● **Aim of the task**
Summarize the passage about Dhee in three sentences.

● **Selected excerpt**

########

At nine years old, Dee was a nighttime noodle-shop helper with dad and a daytime kid coolie in the Klong Toey Port: a go-for-this-go-for-that errand boy, running up and down gang planks of the cargo ships. Whatever any of the men or women wanted, he got for them. Quick service. Cash up front of course.

That's when he first started drawing. He'd draw with the stub of any pencil on any scrap of paper he could find. Then one of the men at the port bought him a pad of drawing paper and a couple of pencils, and Dhee was on his way, drawing everything he saw, learning to illustrate, shade, add texture, create art. It changed his life. That's why he was there during Bangkok's troubles and had his right hand blown off - to tell at least some of the story in sketches.

Back when he was nine, he started sketching portraits of the men at the port working - loading and unloading ships, sitting, eating, talking, playing cards, everything, all the everyday life. They’d give him maybe 10 or 15 Baht for the portraits, depending if they had any money. And Dhee’d give the money to his dad.

But back to that night of violence and mayhem. I haven't told you yet about how Mam found out about Dhee. It wasn't cool. When he didn't come home, she panicked and started phoning all of his artist friends who might have been with him.

Nobody knew anything.

Then came a phone call. Someone's girlfriend had just seen a news flash in England and called long distance to Thailand. Her artist boyfriend was Dhee's friend. She told her boyfriend that she saw Dhee wounded, being loaded into an ambulance. The boyfriend called Mam, and Mam found the hospital.

At first, staff at the hospital reception were cautious. She was his wife? After a battery of questions, they finally said, "Yes, fine, but he's still in surgery." She was there when he regained consciousness.

A real shock came with the next morning’s Thai newspapers. Dhee was on the front page, and pointing to his mangled hand holding a key, the newspaper suggested that his own bomb had gone off before he could toss it. Painting him as a terrorist, his injuries were of no great loss: good riddance to bad rubbish.

########

● **Information supplied**
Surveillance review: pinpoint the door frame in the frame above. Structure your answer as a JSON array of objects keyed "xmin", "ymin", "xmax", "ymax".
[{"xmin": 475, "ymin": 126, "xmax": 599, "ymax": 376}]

########

● **Exercise solution**
At nine, Dhee helped his dad at a nighttime noodle shop and ran errands on the cargo ships at Klong Toey Port, where he began drawing and sold portraits of the port workers for a few Baht that he gave to his dad. He lost his right hand during Bangkok's troubles, where he had gone to tell part of the story in sketches, and Mam found the hospital after a friend's girlfriend saw a news flash in England showing him wounded. The next morning, Thai newspapers put him on the front page and suggested that his own bomb had gone off, painting him as a terrorist.